### GIVEN RECORDS
****************

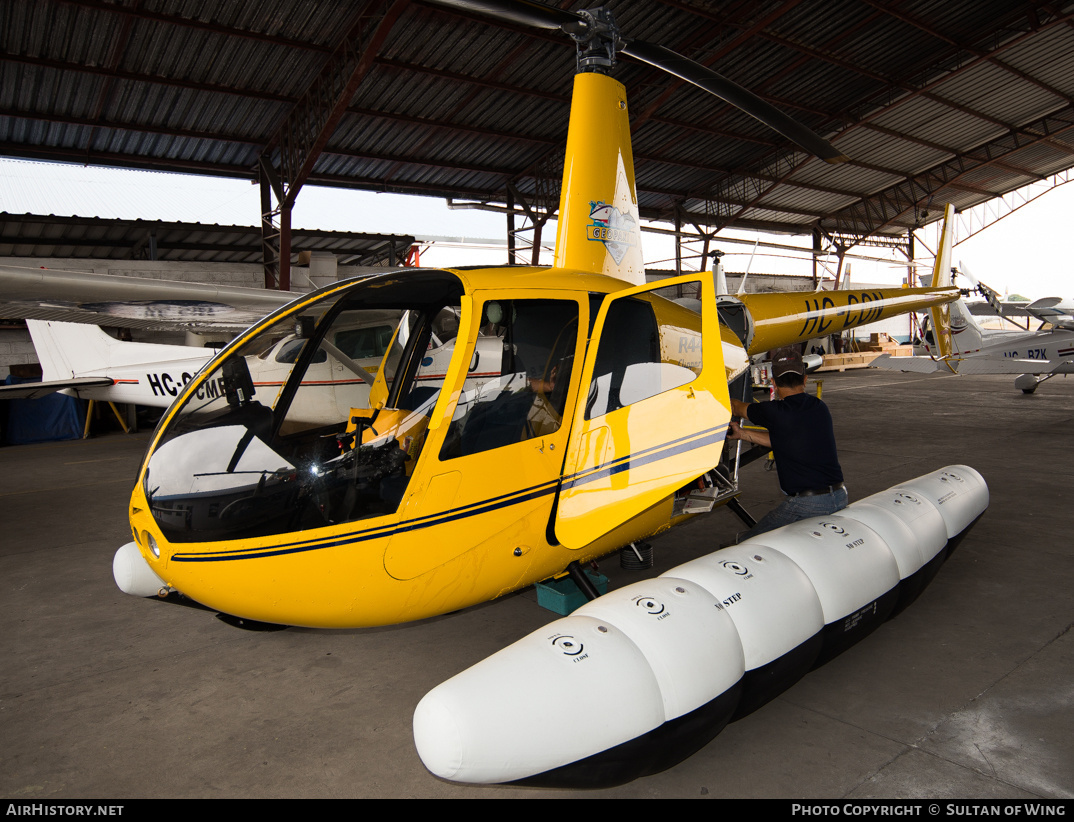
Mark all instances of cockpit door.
[555,274,731,549]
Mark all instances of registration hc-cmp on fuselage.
[117,67,957,628]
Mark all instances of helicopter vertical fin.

****************

### WHAT IS EXPECTED
Rewrite the lines of the listing above, replacing "instances" with "occurrences" and keeping everything else the same. Leave out the pictures.

### ANSWER TO THIS PROBLEM
Mark all occurrences of cockpit door.
[555,274,731,549]
Mark all occurrences of registration hc-cmp on fuselage.
[117,67,957,628]
Mark all occurrences of helicopter vertical fin.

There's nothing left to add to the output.